According to the patch note, which of the changed callsites are in critical paths?
===== Passage to read
An upcoming commit will make UnlockReleaseBuffer() considerably faster and
more scalable than doing LockBuffer(BUFFER_LOCK_UNLOCK); ReleaseBuffer();. But
it's a small performance benefit even as-is.

Most of the callsites changed in this patch are not performance sensitive,
however some, like the nbtree ones, are in critical paths.

This patch changes all the easily convertible places over to
UnlockReleaseBuffer() mainly because I needed to check all of them anyway, and
reducing cases where the operations are done separately makes the checking
easier.
==========
===== Material provided
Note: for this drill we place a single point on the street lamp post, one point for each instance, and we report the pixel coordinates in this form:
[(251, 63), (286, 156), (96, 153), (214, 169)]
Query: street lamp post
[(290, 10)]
==========
■ Exercise solution
The nbtree ones.